What the task requires => Check every line of the entries below for the word "water", and copy the ones that have it.

Information provided =>
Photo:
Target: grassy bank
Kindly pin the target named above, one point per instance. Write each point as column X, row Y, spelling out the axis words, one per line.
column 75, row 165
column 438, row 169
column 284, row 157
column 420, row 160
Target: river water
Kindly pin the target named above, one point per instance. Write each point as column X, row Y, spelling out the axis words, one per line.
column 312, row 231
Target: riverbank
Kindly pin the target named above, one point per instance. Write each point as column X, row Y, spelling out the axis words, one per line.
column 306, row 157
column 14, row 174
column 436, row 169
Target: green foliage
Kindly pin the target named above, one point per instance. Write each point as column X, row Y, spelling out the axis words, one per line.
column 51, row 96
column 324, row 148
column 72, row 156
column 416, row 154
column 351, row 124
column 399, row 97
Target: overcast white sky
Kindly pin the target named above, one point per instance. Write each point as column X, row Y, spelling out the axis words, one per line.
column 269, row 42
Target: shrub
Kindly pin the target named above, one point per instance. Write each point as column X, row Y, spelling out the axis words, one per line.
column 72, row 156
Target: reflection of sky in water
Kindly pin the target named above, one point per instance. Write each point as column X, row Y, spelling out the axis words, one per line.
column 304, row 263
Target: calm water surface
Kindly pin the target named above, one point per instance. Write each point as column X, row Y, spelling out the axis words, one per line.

Solution to this task =>
Target: river water
Target: reflection of sky in water
Target: calm water surface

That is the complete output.